— Objective —
Reproduce the stretch of the material from the line containing "blue front door?" through the end, adding -109 to every bounding-box coordinate in the answers and keeping all other text unchanged. Leave the picture line out of your copy.
————————
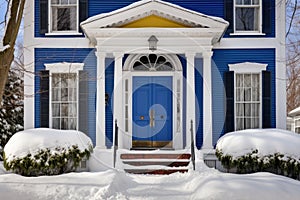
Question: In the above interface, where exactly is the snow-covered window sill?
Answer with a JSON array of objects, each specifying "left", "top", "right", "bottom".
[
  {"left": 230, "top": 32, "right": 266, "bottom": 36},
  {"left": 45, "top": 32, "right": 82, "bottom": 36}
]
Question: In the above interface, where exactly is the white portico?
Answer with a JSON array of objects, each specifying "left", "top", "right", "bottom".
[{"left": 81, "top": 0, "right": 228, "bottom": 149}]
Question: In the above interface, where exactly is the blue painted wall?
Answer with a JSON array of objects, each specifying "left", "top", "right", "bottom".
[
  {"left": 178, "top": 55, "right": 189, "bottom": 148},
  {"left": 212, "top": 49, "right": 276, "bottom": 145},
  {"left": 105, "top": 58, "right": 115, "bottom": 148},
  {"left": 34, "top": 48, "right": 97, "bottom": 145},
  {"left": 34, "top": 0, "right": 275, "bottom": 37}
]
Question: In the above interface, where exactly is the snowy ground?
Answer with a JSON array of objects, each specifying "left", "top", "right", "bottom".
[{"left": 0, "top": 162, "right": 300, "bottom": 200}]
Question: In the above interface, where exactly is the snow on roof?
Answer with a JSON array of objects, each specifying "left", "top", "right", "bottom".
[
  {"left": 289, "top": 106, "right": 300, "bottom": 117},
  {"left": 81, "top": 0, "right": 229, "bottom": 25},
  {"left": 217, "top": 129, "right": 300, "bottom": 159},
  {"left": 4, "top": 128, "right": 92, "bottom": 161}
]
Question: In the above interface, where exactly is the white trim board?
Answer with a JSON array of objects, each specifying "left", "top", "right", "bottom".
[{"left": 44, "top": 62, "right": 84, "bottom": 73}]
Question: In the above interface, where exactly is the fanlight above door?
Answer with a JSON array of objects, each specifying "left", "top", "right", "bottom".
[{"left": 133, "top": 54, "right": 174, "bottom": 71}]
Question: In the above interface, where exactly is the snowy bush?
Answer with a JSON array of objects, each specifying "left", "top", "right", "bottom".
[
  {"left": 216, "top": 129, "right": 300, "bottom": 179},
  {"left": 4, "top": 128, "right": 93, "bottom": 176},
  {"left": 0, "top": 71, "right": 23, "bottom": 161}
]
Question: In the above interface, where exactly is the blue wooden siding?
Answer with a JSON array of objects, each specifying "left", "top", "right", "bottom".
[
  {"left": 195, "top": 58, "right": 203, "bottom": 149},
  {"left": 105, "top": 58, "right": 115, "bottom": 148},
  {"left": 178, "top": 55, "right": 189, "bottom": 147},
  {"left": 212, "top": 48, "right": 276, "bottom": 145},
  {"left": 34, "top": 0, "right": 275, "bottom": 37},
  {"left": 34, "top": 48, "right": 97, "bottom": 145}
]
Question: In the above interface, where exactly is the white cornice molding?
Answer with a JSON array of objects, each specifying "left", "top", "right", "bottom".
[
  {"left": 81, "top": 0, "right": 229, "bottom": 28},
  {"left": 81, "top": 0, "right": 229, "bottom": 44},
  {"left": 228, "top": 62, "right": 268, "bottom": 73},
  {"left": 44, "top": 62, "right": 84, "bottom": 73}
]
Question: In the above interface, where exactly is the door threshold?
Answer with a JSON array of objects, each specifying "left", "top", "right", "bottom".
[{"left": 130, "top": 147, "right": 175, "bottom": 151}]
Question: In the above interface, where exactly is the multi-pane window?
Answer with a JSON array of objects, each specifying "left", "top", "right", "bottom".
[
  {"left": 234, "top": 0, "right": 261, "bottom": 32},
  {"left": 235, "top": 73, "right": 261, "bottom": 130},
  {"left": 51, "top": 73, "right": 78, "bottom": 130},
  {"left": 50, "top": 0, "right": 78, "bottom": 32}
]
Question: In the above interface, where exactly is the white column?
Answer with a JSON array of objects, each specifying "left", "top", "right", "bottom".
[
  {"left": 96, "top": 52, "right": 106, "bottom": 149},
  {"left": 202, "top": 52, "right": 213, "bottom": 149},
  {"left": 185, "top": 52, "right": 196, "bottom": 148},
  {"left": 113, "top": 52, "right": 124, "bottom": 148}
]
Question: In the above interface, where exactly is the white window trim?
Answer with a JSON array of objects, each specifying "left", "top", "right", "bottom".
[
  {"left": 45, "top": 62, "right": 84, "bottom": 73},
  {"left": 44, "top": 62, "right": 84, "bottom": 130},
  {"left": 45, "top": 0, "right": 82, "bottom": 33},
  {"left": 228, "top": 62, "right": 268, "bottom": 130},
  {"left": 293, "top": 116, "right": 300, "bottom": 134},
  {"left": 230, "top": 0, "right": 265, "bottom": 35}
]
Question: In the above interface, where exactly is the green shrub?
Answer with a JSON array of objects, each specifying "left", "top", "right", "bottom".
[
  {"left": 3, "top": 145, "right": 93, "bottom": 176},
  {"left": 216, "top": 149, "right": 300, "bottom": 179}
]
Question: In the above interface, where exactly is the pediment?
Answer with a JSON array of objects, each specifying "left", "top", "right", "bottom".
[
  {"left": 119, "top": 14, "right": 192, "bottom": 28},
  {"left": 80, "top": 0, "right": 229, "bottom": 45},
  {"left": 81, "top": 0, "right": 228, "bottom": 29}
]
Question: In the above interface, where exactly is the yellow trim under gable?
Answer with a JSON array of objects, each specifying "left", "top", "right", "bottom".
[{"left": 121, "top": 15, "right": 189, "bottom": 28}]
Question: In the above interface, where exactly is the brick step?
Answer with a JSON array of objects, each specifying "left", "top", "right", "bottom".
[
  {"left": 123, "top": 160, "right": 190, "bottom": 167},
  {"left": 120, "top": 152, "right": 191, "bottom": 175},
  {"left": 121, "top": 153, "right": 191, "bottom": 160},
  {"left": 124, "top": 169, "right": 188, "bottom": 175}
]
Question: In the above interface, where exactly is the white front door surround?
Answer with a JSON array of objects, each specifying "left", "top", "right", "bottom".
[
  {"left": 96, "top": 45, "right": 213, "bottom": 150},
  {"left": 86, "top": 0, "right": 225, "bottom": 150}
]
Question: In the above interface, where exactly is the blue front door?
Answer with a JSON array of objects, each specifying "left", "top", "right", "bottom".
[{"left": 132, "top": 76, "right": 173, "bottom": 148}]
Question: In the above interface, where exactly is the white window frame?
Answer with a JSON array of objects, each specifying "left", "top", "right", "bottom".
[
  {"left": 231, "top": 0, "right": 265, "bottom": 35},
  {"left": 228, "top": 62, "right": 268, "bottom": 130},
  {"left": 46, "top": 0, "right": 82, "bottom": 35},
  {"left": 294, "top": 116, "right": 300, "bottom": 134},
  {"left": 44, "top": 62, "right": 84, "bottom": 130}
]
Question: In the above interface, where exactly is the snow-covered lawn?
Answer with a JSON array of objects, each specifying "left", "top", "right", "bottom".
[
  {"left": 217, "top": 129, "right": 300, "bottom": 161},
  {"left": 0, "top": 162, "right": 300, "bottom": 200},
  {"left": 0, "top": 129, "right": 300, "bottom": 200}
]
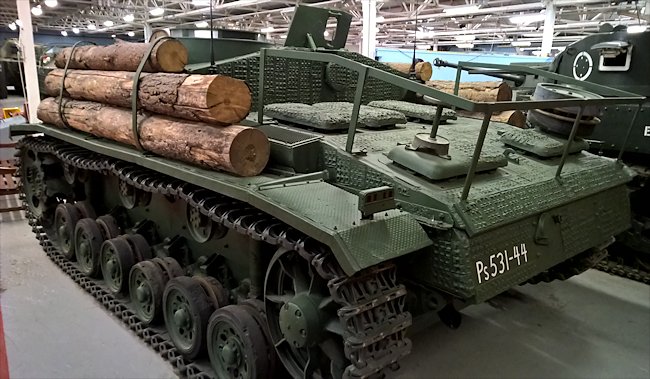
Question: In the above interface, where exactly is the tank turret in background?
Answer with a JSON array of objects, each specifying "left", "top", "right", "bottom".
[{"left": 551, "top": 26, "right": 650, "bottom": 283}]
————————
— Response —
Question: In the above interface, where exactly is the blue front door?
Answer with a JSON array of objects, each specifying "left", "top", "right", "bottom".
[{"left": 23, "top": -33, "right": 64, "bottom": 39}]
Question: In the above interface, where exactly is the white window frame?
Answer with a JSON array of objects, each specifying "left", "top", "right", "bottom".
[
  {"left": 122, "top": -109, "right": 156, "bottom": -74},
  {"left": 119, "top": -47, "right": 159, "bottom": 21},
  {"left": -63, "top": -109, "right": -27, "bottom": -74},
  {"left": 185, "top": 7, "right": 191, "bottom": 25},
  {"left": -65, "top": -47, "right": -25, "bottom": 21}
]
Question: In the above interface, where exactly is the snow-covered lawn?
Answer with a JSON array of objects, each specifying "left", "top", "right", "bottom".
[
  {"left": 108, "top": 20, "right": 191, "bottom": 52},
  {"left": -109, "top": 53, "right": 191, "bottom": 91},
  {"left": -109, "top": 20, "right": 191, "bottom": 91}
]
Question: In the above interface, where exactly is the tank turret in background?
Answer with a JSON array of objects, each specifying "left", "top", "right", "bottom".
[{"left": 442, "top": -83, "right": 541, "bottom": 174}]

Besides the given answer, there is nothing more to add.